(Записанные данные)

▽

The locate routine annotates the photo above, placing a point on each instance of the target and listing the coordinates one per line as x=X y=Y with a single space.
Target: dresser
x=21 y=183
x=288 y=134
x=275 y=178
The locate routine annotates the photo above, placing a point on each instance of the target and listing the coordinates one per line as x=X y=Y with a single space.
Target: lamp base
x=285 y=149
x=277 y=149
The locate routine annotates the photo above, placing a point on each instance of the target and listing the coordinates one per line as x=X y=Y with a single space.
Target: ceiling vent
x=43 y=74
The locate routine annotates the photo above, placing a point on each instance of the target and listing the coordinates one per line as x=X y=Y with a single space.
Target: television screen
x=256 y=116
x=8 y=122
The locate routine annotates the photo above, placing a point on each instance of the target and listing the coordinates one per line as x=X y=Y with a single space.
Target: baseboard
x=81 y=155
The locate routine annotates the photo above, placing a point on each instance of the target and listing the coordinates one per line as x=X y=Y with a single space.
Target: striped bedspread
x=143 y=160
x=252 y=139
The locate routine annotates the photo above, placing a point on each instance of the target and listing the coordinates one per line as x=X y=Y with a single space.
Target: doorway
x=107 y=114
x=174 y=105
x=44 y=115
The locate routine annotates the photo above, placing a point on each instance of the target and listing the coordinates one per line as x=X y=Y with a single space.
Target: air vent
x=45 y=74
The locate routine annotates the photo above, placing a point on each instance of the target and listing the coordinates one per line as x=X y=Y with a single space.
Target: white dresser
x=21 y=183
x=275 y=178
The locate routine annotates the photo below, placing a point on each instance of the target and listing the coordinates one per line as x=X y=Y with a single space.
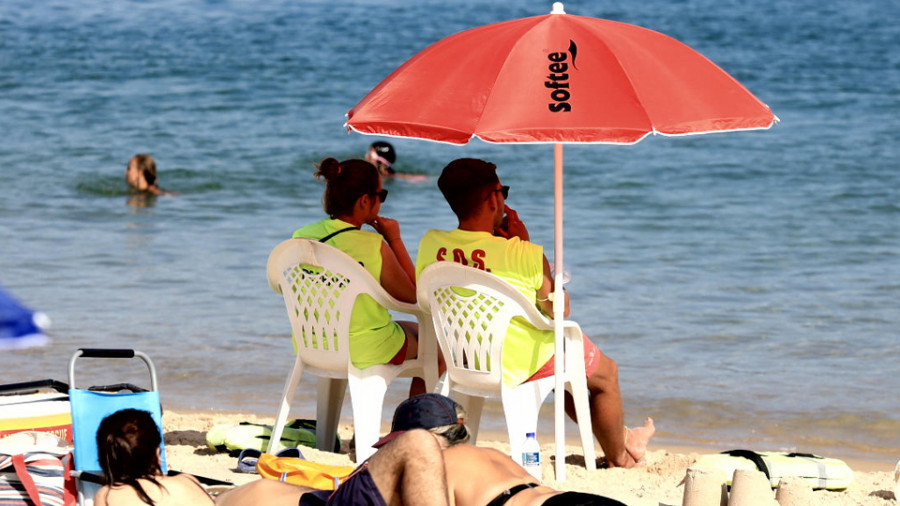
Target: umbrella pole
x=559 y=305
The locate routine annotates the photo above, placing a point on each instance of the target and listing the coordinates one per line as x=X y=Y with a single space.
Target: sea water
x=747 y=284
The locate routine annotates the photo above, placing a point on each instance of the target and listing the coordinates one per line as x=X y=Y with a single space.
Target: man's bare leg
x=409 y=471
x=262 y=491
x=411 y=329
x=608 y=417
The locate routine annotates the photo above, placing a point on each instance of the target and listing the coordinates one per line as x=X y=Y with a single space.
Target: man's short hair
x=462 y=182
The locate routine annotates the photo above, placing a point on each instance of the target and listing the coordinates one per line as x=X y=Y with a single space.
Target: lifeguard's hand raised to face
x=512 y=226
x=387 y=227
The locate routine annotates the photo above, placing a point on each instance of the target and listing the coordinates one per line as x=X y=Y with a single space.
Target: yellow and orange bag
x=302 y=472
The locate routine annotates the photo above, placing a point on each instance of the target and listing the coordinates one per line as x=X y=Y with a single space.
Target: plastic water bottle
x=531 y=456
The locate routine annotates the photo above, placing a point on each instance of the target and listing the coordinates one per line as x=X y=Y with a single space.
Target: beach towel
x=819 y=472
x=302 y=472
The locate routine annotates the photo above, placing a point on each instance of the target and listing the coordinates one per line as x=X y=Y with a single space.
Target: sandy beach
x=658 y=483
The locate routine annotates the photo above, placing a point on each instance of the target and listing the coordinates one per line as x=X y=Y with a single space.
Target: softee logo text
x=558 y=79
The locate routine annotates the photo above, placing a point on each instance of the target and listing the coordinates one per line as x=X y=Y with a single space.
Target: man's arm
x=543 y=296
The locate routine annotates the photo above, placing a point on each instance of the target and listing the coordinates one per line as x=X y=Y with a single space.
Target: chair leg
x=473 y=405
x=290 y=387
x=520 y=407
x=329 y=401
x=367 y=399
x=577 y=386
x=585 y=428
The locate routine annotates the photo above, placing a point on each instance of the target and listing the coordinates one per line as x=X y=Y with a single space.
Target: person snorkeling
x=381 y=154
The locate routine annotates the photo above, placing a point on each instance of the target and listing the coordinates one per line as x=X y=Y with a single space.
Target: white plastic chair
x=471 y=330
x=320 y=284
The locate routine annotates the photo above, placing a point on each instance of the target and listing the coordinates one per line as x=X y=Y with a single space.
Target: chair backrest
x=320 y=284
x=471 y=311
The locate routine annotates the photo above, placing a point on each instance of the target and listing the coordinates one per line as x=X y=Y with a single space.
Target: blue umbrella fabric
x=20 y=327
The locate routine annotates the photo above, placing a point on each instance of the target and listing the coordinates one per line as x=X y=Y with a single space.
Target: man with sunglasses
x=491 y=237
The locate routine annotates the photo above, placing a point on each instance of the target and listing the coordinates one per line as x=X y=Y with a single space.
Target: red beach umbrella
x=557 y=78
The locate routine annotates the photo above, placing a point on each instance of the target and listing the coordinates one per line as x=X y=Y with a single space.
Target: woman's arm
x=394 y=277
x=398 y=273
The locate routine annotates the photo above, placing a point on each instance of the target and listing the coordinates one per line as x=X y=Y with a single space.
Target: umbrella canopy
x=557 y=78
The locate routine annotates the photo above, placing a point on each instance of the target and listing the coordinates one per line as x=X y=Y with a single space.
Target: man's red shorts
x=591 y=361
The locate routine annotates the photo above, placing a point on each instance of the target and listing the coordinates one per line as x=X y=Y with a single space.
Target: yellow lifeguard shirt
x=374 y=337
x=520 y=263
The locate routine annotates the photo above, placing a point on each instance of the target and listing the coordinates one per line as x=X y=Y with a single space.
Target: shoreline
x=658 y=483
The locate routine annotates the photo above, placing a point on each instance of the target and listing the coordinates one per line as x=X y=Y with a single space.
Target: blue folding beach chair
x=90 y=407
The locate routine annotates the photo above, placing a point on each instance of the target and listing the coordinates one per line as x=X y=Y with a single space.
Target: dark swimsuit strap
x=507 y=494
x=329 y=236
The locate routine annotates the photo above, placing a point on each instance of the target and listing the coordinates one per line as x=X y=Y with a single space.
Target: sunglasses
x=504 y=190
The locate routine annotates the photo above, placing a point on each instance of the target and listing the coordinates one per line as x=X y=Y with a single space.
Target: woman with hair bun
x=353 y=197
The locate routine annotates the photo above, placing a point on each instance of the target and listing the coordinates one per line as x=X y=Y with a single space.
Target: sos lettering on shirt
x=474 y=259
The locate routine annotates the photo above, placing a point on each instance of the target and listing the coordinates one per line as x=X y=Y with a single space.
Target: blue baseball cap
x=425 y=411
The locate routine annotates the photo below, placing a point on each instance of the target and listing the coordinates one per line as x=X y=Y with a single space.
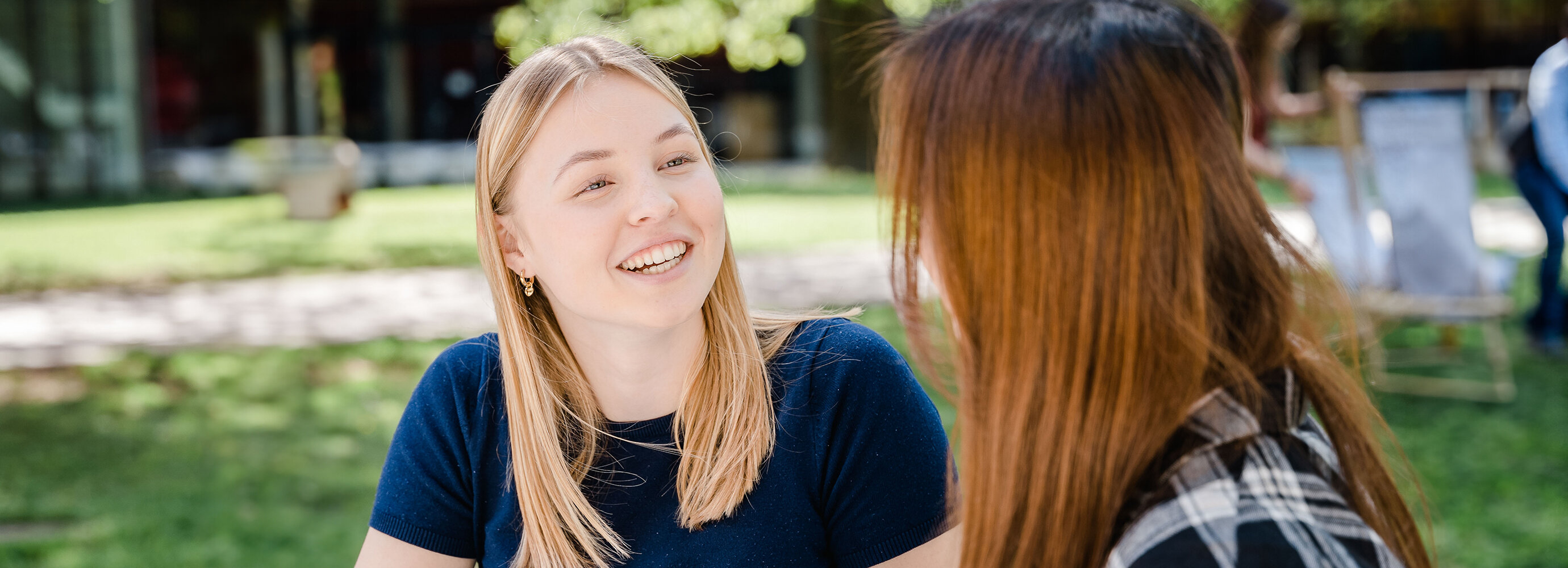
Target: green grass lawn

△

Отберите из записей выше все строки, в которых встречается слово «water», и перепишите их. Регистр букв учитывается.

Target: sea water
Target: plastic water bottle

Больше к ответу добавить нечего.